ZU LESENDER AUSZUG ▸
Bei der Schulpolitik werfen die Sozialdemokraten Landrat Martin Wolf (CSU) "Sinneswandel" vor und fordern per offizieller Anfrage detaillierte Auskünfte sowie eine von einem unabhängigen Institut erstellte Bildungslandkarte
Audio-Podcast: "Kann gar kein Sinneswandel sein" – die Entgegnung von Landrat Wolf
Von Tobias Zell
In Verbindung mit einer offiziellen Anfrage hat die SPD-Fraktion in der gestrigen Sitzung des Pfaffenhofener Kreistags Kritik an Landrat Martin Wolf (CSU) geübt und ihm bei der Schulpolitik einen „Sinneswandel“ vorgeworfen. Konkret geht es den Sozialdemokraten um Überlegungen der CSU und der Freien Wähler bezüglich eines weiteren Gymnasiums im Landkreis sowie zur Errichtung einer Wirtschaftsschule. Die SPD hat nun an die Adresse des Kreischefs einen schriftlichen Fragenkatalog gerichtet und fordert zugleich erneut eine Bildungslandkarte.
„Für vorausschauende Planung braucht es professionell und unabhängig erstellte Zahlen, Fakten und eindeutige und klare schulpolitische Zielsetzungen“, heißt es in der Anfrage, die unserer Zeitung vorliegt. „Vor allem müssen dann jetzt alle Fakten auf den Tisch“, fordert die SPD-Fraktion und will wissen: Sind Mittelschulstandorte gefährdet? Wie sind die aktuellen und zukünftigen Schülerströme aller Schularten? Wie verhalten sich die Übertrittsquoten ans Gymnasium gegenüber den Abgängen?
SPD-Kreischef und Fraktionsvize Markus Käser hat gestern in der Sitzung, die in Manching stattfand, kurz mündlich umrissen, worum es den Sozialdemokraten geht. Die entsprechende schriftliche Anfrage sei Wolf bereits zugegangen, erklärte Käser noch am Abend. „Wir wollen eine zukünftige Schullandlandschaft mit langfristig geschützten Grund- und Mittelschulstandorten. Wir fordern deshalb vom Landkreis, um die Entwicklung der kommenden Jahre absehbarer und planbarer zu machen, eine von einem unabhängigen Institut erstellte Bildungslandkarte“, heißt es in dem Schreiben.
SPD-Fraktionsvize Markus Käser führte die Anfragen gestern im Kreistag kurz aus; links neben ihm Fraktionschef Martin Schmid.

AUFGABE ▸ Bitte schreib den Artikel über die Anfrage der SPD zur Schulpolitik im Landkreis Pfaffenhofen nach seinem letzten Satz weiter.

AUFGEFÜHRTE EINTRÄGE ▸

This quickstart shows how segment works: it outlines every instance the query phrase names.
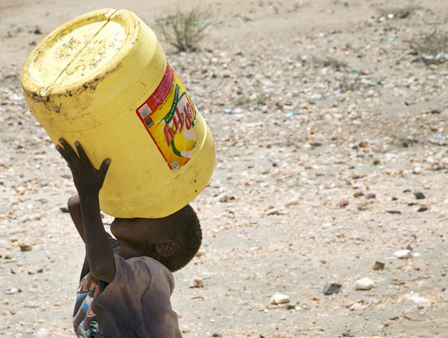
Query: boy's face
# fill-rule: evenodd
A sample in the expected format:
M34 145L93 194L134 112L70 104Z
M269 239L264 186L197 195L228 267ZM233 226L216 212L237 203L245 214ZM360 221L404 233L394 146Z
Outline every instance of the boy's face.
M149 218L113 220L111 232L120 243L120 256L128 259L144 256L151 239L152 220Z

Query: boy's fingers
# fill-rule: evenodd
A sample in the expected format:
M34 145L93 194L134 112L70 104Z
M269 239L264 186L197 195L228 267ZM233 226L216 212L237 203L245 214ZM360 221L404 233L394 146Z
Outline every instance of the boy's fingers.
M103 177L106 177L106 174L107 173L107 170L109 169L109 165L111 165L111 159L106 158L103 161L101 166L99 167L99 172Z
M85 151L84 151L84 148L82 148L82 146L81 145L81 144L77 141L76 142L75 142L75 146L76 147L77 154L80 155L80 159L81 161L90 163L90 159L89 158L87 155L85 154Z
M66 162L68 163L68 162L70 161L70 158L68 155L67 155L66 150L59 144L56 145L56 149L58 151L58 152L61 154L61 156L63 158L63 159L66 160Z
M64 139L59 139L59 143L62 145L62 146L64 147L65 152L68 157L70 157L70 158L78 158L77 154L73 150L72 146L70 146L67 141L66 141ZM64 157L64 158L66 158ZM67 158L66 158L66 161L67 161ZM68 161L67 161L67 162L68 162Z

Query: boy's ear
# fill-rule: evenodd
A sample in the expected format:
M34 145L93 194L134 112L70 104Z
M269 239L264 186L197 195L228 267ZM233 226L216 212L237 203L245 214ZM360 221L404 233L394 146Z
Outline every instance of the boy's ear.
M169 257L179 249L179 245L174 241L166 241L165 243L156 244L155 250L162 257Z

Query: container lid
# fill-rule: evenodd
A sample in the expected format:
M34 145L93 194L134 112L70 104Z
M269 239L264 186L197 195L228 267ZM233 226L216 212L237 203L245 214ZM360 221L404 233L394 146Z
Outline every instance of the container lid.
M26 72L23 73L24 89L44 97L49 92L59 94L67 87L106 75L107 68L123 60L137 33L135 20L130 13L103 9L60 26L27 61ZM111 62L116 56L117 61Z

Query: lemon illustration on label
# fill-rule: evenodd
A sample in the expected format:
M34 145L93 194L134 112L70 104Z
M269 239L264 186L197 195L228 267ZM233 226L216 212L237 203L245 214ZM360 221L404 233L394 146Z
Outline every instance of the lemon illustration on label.
M169 63L158 87L137 113L171 169L188 162L196 146L197 111Z

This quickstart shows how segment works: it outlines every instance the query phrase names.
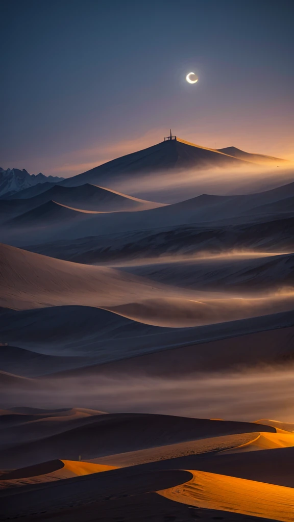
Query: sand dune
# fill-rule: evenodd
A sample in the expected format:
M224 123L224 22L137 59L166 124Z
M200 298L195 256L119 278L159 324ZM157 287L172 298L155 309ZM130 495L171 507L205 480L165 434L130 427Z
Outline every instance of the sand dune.
M140 199L131 196L100 187L97 185L91 185L86 183L78 187L63 187L55 184L52 186L49 183L47 189L42 191L40 193L30 198L16 199L9 199L9 200L3 200L1 204L2 215L7 215L6 220L9 215L18 216L19 219L14 223L24 223L28 222L28 218L30 217L32 220L35 216L36 219L40 216L45 214L48 206L43 207L46 204L50 201L59 203L60 205L67 207L69 208L74 208L80 210L87 210L95 212L95 211L118 211L120 210L139 210L164 206L162 204L154 203L152 201ZM39 207L41 208L39 208ZM35 213L30 213L29 216L25 215L22 220L19 218L20 215L27 213L33 209L37 209ZM44 217L47 220L52 220L52 214L50 214L47 211ZM62 216L61 216L62 217Z
M245 152L244 150L237 149L236 147L225 147L223 149L217 149L220 152L228 154L240 160L246 160L247 161L253 161L254 163L271 163L280 165L286 163L287 160L280 158L274 158L273 156L267 156L264 154L255 154L252 152Z
M294 490L291 488L189 471L193 478L189 482L157 492L189 505L285 522L293 520Z
M163 286L114 269L62 261L4 245L1 252L6 286L1 302L13 309L75 304L107 306L164 290Z
M193 293L106 267L83 265L1 247L3 289L0 304L26 310L83 305L159 326L200 326L293 307L291 289L244 296Z
M160 172L194 167L243 164L242 160L212 149L188 144L178 138L162 141L147 149L128 154L73 177L60 184L77 186L84 183L100 184L101 180L108 183L123 176ZM109 186L109 185L108 185Z
M240 452L259 451L261 449L273 449L274 448L288 448L292 446L294 446L294 435L292 433L262 432L258 434L256 438L245 442L239 446L224 450L223 453L236 453Z
M269 209L267 212L263 211L261 213L254 210L257 206L280 201L293 194L294 183L263 193L244 196L203 194L186 201L145 210L136 213L135 219L133 213L129 212L121 214L86 213L76 212L70 208L58 209L56 204L51 201L9 220L3 231L2 240L7 241L9 238L9 242L23 244L21 242L24 239L23 233L18 230L19 227L26 227L27 242L38 243L56 239L68 240L97 235L101 230L105 234L144 230L151 227L156 229L159 226L161 228L178 227L193 223L215 225L216 222L218 224L222 222L224 224L235 224L237 218L240 224L258 222L261 219L270 219L273 211ZM72 208L74 207L78 208L74 206ZM292 211L284 212L282 204L281 208L281 212L276 213L276 217L293 217ZM75 214L73 214L75 211ZM74 217L75 222L71 224L71 220ZM47 227L46 234L44 230L41 230L43 226Z
M32 187L23 188L22 191L14 192L10 195L5 194L1 199L5 200L12 199L14 201L16 199L29 199L30 198L35 197L35 196L42 194L42 192L46 192L46 191L52 188L55 185L56 185L56 183L50 183L48 181L44 183L37 183L37 185L33 185Z
M95 358L46 355L11 346L2 346L0 349L0 370L22 377L36 377L96 362Z
M267 426L273 426L277 429L283 430L285 431L289 431L290 433L294 433L294 423L291 422L281 422L280 421L274 421L269 419L261 419L259 421L255 421L258 424L266 424Z
M287 360L287 356L290 358L291 354L292 333L288 327L293 323L292 312L179 329L145 325L107 311L86 306L9 311L0 314L0 319L2 339L9 345L16 344L33 352L60 358L61 371L65 365L69 370L72 368L73 361L75 361L75 364L78 362L79 367L80 363L83 365L85 358L85 365L87 366L168 349L169 364L166 365L166 371L165 355L163 354L161 360L162 356L159 353L158 359L155 357L153 362L152 355L150 361L148 357L142 360L140 358L130 360L131 372L134 370L141 373L144 366L148 374L152 371L153 363L154 374L156 374L157 369L159 374L168 374L169 372L173 374L177 366L179 371L184 372L189 371L189 365L193 371L197 369L209 369L210 364L212 369L215 369L217 364L223 367L224 365L233 365L239 362L246 364L247 361L250 364L251 362L254 364L259 361L272 361L280 357L282 361L283 359ZM64 327L64 324L74 324L75 328L73 329ZM269 332L267 333L265 330ZM264 333L261 333L263 331ZM257 336L248 335L258 332L261 333ZM209 342L204 346L204 351L201 348L199 350L197 348L195 350L196 345L218 339L226 340L221 341L219 345L217 343L216 349L213 343ZM283 350L281 349L282 343ZM5 363L5 353L9 351L10 347L3 348L4 364L9 365L9 358ZM177 348L179 349L177 351ZM209 354L210 361L208 357L207 359L203 358L203 354L206 353ZM219 353L221 354L219 357ZM66 360L61 357L63 355L66 356ZM73 359L69 356L75 357ZM81 358L79 359L77 356ZM25 357L27 358L27 355ZM217 365L213 364L214 360L217 361ZM30 371L39 373L39 375L50 373L56 364L58 365L58 361L54 361L51 368L49 365L44 368L46 360L35 359L35 361ZM17 359L10 362L10 370L13 369L12 364L16 370L19 362ZM125 372L127 367L124 366L122 361L118 363L118 371L120 371L120 364L122 365L120 371ZM29 366L27 366L27 372L30 372L29 368ZM24 366L25 371L25 369ZM7 371L8 368L6 366L5 370L3 367L3 369ZM116 371L116 366L114 371Z
M53 482L116 469L116 466L81 461L53 460L0 474L0 489Z
M166 415L100 415L94 422L33 442L0 450L0 469L22 467L54 459L83 460L114 453L226 435L259 432L248 422ZM275 432L271 426L263 431ZM118 437L117 434L119 434Z
M210 290L247 290L294 286L294 255L280 254L265 257L250 257L248 253L232 252L223 258L209 255L203 259L178 259L176 256L150 264L123 266L124 270L154 281L184 288ZM242 256L243 256L244 257Z
M281 252L294 250L294 219L238 225L206 224L150 228L119 234L97 234L76 240L27 246L27 250L82 263L123 264L127 261L146 264L161 256L191 257L230 254L232 252ZM11 238L10 238L11 240ZM24 244L22 238L22 244ZM28 245L28 243L27 243ZM134 263L134 262L135 262ZM159 262L160 259L159 259Z
M275 435L276 434L273 434ZM238 435L228 435L212 437L189 442L179 442L175 444L166 444L155 448L139 449L137 451L119 453L93 459L91 462L101 464L110 464L119 467L138 466L148 462L166 460L191 455L200 455L210 452L222 452L228 448L234 448L240 444L251 444L258 435L256 433L242 433Z
M94 518L97 519L99 517L100 520L105 520L111 509L112 502L109 502L109 500L129 497L131 499L129 500L133 500L137 495L140 495L141 500L144 499L144 494L150 491L161 487L172 487L188 480L191 476L187 471L178 470L146 470L143 473L141 469L130 468L116 469L105 473L94 473L55 481L53 483L49 482L27 487L25 491L24 488L19 488L2 490L2 513L0 519L24 516L26 520L30 518L33 520L33 514L37 515L37 519L39 520L43 517L46 519L48 517L50 519L52 516L54 518L57 513L59 517L62 517L65 511L65 519L72 520L72 514L69 514L69 510L78 507L78 507L81 506L82 509L77 520L88 520L91 517L93 519L94 515ZM159 495L156 496L159 498ZM101 503L105 501L106 505L101 505ZM93 506L88 506L93 503L95 503ZM91 513L89 518L88 518L89 507ZM69 519L66 518L69 515ZM134 520L138 520L138 518Z
M98 416L105 414L104 412L84 408L72 409L65 411L64 416L62 413L48 417L33 415L27 416L27 419L25 416L18 419L16 416L10 416L13 420L10 422L9 419L0 418L0 447L7 448L46 438L95 422Z
M60 375L76 377L120 374L133 377L175 377L234 367L277 364L287 361L288 354L291 360L293 333L293 327L278 328L188 346L184 345L171 349L165 348L156 352L153 350L151 353L129 357L105 363L101 366L89 364L84 367L69 370L62 372Z

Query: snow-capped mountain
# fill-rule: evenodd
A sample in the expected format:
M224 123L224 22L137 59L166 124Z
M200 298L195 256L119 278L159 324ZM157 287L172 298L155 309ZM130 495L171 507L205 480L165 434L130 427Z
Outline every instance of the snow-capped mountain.
M4 170L0 167L0 196L10 195L38 183L47 182L58 183L63 179L63 177L57 176L44 176L41 172L37 175L29 174L25 169L22 169L22 170L19 169Z

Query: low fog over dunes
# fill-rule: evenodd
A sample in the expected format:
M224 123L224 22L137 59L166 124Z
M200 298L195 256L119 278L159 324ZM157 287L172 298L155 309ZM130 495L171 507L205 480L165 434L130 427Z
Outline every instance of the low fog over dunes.
M292 520L291 172L171 139L2 198L4 519Z
M82 305L159 326L193 326L291 310L292 288L237 295L180 289L106 267L83 265L2 245L3 306ZM15 289L17 293L15 294Z

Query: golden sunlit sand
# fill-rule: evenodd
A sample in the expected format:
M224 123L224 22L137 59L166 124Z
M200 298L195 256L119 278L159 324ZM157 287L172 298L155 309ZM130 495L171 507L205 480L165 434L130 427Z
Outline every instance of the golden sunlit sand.
M189 470L191 480L157 491L190 506L292 522L294 489L234 477Z
M75 460L54 461L44 462L42 465L29 467L24 469L16 470L11 472L0 475L0 489L14 488L29 484L39 484L81 477L92 473L101 473L117 469L117 466L107 466ZM50 471L52 468L55 470Z

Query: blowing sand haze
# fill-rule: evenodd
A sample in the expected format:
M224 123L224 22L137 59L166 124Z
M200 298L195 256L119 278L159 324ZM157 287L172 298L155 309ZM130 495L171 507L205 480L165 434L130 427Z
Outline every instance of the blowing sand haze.
M0 520L294 522L270 4L4 6Z

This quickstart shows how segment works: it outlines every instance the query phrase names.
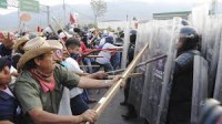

ERGEBNIS ▸
„Wohnortnahe Schulen stellen ein Stück Lebensqualität für alle dar“, führt die SPD aus. Viele Mittelschulen in Bayern und nun auch im Landkreis hätten den Gefahrenbereich der Einzügigkeit“ erreicht, das heißt: nur noch eine Klasse pro Jahrgang. Und die amtlichen Schuldaten der vergangenen Jahre zeigen laut SPD dazu auch einen eindeutigen Trend. Das Elternwahlverhalten in Richtung Realschule und Gymnasium sei unverändert und auch die Geburtenzahlen sinken weiter. „An einigen Standorten haben sich die Schülerzahlen an der Mittelschule deshalb innerhalb der letzten zehn Jahre halbiert.“
„Die Staatsregierung reagierte auf die bereits vor Jahren absehbare Situation mit der Umetikettierung der Hauptschule in Mittelschulen und den freiwilligen Schulverbünden“, schreibt die SPD. „Bei Verteilung der verschiedenen Bildungsangebote auf verschiedene Standorte müssen die Schüler zwischen den einzelnen Standorten des Verbundes dann auf Kosten der Kommunen transportiert werden.“ Rückblickend brachten aber nach Meinung der SPD weder die Schulverbünde noch der neue Name den Hauptschulen mehr Schüler. Problemverschärfend kommt aus Sicht der Sozialdemokraten hinzu, dass die Pläne der CSU und FW für eine Wirtschaftsschule und ein weiteres Gymnasium im Landkreis den "Schüler-Absog" von den Mittelschulen noch weiter erhöhen würden.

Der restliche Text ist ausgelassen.